▶ _Extract provided_
········
Question asked by daniel.interrante.phl on Jun 20, 2019
Latest reply on Jun 21, 2019 by SWalbridge-esristaff

I am attempting to iterate a process using spatial analyst tools which seems to be causing some type of data lock type error that I am struggling to work around.  I am attempting to perform an analysis on building roofs (identified by the ‘BIN’ (Building ID Number) value referenced in the code) using point elevation readings captured from lidar.  The data throughout the project is stored in a series file geodatabases.  Each iteration in the for loop is supposed to copy the source lidar points (which have been previously converted to vector) and polyline outline of the building footprint into a working geodatabase, where several geoprocessing tools are run.   Once the iteration is complete, the database is cleared out (currently deletes entire GDB, but that was implemented as a failed work around) when finished.  The analysis always seems to work as intended on the first iteration, but on the second iteration all the data copied into the workspace GDB ends up being empty geometry.  The empty geometry then causes any following geoprocessing to fail.  This has occurred in both python 2 and 3 as well as in ArcMap, ArcPro and stand-alone python (where it’s intended to be run).  I’ve tried the initial copy into the workspace GDB via feature class to feature class, making a layer selecting and ‘copy’ and ‘copy feature’, copying xy coordinates and building the elevation points from scratch (which took too long to use), as well as copying each BIN to it’s own feature class and just being pointed via a python list.  I’ve tested the script by commenting out the spatial analysis and the workspace copies work as intended, leading me to think it’s something about the spatial analyst tools causing it.  I’ve also built python processes of this scale in the past using strictly vector, and never encountered this before.  I’ve checked the source GDB to make sure there are no open cursors, and have found none.  Has anyone encountered something like this before?
········
▶ _Your goal_
Answer these from the forum post on spatial analyst tools:
1. What does "BIN" stand for?
2. On which iteration does the data copied into the workspace GDB end up as empty geometry?
3. What happened when the spatial analysis was commented out of the script?

▶ _Dataset records_
········
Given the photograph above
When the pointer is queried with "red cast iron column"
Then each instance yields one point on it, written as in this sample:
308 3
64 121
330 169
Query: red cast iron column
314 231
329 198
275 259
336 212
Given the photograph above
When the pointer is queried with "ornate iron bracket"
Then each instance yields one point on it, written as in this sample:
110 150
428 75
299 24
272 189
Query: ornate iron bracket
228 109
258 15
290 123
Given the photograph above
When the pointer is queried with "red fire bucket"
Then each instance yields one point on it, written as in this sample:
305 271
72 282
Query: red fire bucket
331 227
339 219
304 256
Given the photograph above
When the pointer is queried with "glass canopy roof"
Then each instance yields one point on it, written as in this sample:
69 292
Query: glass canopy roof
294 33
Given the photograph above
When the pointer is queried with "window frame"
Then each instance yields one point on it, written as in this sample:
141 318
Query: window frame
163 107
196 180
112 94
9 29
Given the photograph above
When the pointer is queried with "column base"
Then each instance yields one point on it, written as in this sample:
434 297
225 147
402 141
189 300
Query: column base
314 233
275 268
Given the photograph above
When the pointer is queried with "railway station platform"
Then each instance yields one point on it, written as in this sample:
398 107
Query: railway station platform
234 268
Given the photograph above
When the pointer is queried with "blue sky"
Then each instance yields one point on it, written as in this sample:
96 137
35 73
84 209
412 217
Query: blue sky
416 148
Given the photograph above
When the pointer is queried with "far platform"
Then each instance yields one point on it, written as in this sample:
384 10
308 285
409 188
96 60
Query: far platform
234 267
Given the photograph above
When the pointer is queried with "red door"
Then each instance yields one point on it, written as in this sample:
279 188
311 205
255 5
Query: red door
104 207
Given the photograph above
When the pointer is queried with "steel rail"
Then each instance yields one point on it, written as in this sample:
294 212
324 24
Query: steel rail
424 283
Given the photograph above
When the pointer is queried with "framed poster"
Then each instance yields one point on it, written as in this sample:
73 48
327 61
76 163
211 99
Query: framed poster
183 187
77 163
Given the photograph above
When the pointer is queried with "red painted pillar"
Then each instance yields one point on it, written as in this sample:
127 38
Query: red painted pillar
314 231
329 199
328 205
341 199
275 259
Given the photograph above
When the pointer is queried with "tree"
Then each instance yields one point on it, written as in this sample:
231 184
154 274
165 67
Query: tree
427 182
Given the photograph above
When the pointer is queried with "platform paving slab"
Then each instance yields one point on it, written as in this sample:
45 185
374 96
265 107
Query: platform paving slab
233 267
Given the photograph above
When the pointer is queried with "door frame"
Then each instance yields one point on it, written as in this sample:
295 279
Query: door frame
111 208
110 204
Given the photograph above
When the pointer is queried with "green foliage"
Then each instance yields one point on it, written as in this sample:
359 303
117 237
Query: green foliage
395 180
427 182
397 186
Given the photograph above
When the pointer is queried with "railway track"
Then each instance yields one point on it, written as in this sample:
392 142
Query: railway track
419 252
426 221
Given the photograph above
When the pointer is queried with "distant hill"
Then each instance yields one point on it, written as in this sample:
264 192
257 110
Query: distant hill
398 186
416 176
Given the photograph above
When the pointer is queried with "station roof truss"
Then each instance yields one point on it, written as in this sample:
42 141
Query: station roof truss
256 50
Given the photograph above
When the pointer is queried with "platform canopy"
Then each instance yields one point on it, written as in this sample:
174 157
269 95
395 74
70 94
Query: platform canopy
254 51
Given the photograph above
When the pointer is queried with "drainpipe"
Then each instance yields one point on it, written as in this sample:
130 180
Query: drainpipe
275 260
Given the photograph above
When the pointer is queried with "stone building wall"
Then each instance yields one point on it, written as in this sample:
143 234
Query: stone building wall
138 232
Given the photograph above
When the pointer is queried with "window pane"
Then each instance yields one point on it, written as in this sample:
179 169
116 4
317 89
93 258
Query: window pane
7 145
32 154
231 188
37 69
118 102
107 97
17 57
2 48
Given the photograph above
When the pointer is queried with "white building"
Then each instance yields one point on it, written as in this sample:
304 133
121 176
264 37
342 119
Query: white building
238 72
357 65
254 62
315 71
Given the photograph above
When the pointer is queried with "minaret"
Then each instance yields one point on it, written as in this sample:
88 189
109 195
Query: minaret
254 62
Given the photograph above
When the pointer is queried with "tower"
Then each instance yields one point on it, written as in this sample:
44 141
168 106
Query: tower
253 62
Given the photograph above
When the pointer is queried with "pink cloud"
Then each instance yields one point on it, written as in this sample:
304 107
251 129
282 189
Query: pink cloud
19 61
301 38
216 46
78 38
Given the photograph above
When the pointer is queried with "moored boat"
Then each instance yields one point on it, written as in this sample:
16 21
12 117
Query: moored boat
········
▶ _Answer to this task_
1. Building ID Number.
2. The second iteration.
3. The workspace copies worked as intended.